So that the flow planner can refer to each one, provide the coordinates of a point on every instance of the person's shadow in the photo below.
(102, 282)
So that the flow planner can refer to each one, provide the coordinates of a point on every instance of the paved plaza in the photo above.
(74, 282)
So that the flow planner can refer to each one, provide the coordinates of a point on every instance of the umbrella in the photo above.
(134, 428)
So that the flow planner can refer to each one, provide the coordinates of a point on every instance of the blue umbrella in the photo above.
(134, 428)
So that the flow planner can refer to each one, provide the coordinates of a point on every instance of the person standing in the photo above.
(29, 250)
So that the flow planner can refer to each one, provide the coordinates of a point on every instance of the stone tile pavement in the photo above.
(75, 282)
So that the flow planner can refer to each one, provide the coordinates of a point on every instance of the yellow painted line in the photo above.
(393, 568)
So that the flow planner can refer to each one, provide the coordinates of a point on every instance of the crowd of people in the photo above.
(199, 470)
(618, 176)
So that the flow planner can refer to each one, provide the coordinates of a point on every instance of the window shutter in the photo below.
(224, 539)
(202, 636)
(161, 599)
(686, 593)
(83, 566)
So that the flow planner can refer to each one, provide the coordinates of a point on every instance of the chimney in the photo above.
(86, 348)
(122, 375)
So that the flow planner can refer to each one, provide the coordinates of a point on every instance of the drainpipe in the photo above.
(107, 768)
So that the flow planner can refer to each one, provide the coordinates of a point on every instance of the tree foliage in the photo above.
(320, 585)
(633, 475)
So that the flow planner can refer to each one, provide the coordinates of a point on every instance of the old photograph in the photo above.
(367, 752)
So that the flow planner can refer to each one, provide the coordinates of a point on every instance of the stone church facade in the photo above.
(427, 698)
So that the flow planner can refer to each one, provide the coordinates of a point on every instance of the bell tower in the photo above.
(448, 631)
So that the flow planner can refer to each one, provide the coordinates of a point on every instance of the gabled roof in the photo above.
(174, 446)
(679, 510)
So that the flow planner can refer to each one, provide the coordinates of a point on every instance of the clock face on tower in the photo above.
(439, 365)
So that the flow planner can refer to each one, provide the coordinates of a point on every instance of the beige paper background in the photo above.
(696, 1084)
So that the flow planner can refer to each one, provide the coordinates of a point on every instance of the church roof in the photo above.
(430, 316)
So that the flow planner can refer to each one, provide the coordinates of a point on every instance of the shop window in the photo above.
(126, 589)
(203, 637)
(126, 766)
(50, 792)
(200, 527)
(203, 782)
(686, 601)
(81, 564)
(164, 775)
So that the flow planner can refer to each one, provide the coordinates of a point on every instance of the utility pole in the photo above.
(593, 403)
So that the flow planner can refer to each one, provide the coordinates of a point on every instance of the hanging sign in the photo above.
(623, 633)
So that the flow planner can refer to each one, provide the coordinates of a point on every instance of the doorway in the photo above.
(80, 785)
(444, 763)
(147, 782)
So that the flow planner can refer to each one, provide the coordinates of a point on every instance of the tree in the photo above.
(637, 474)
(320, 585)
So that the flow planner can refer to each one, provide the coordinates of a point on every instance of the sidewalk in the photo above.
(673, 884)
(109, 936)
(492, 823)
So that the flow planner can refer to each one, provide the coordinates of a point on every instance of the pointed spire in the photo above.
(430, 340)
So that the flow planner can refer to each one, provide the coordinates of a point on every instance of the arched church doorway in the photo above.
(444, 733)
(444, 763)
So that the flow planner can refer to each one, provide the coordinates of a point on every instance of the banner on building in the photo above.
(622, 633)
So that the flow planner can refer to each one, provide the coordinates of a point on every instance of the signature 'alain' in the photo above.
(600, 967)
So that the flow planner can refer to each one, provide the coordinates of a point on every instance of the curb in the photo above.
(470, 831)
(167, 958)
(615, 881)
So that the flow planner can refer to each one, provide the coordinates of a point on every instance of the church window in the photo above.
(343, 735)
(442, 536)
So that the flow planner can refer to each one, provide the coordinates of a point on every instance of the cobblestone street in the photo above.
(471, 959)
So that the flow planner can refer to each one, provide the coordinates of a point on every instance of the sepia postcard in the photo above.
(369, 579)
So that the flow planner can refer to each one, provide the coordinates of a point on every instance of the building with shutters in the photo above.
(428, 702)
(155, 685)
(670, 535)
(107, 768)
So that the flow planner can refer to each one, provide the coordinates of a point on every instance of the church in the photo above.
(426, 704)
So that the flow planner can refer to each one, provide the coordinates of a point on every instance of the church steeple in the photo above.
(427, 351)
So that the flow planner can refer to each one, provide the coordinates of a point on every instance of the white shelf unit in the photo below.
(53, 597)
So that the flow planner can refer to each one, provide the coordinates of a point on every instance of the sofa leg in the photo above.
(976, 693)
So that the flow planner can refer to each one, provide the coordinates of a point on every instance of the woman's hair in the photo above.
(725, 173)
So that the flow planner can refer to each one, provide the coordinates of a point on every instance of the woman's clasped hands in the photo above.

What is needed - Convert the lines of the entries above into a numbered list, starting at the line containing "hair in the photo above." and ending at the last line of the entries. Leave out any blank lines.

Reply to the task -
1. So that the flow planner can refer to each one, provide the coordinates of a point on every instance of the woman's hair in the photo above.
2. (725, 173)
3. So that the flow planner can refer to each one, provide the coordinates of a point on every instance of the woman's clasped hands in the photo above.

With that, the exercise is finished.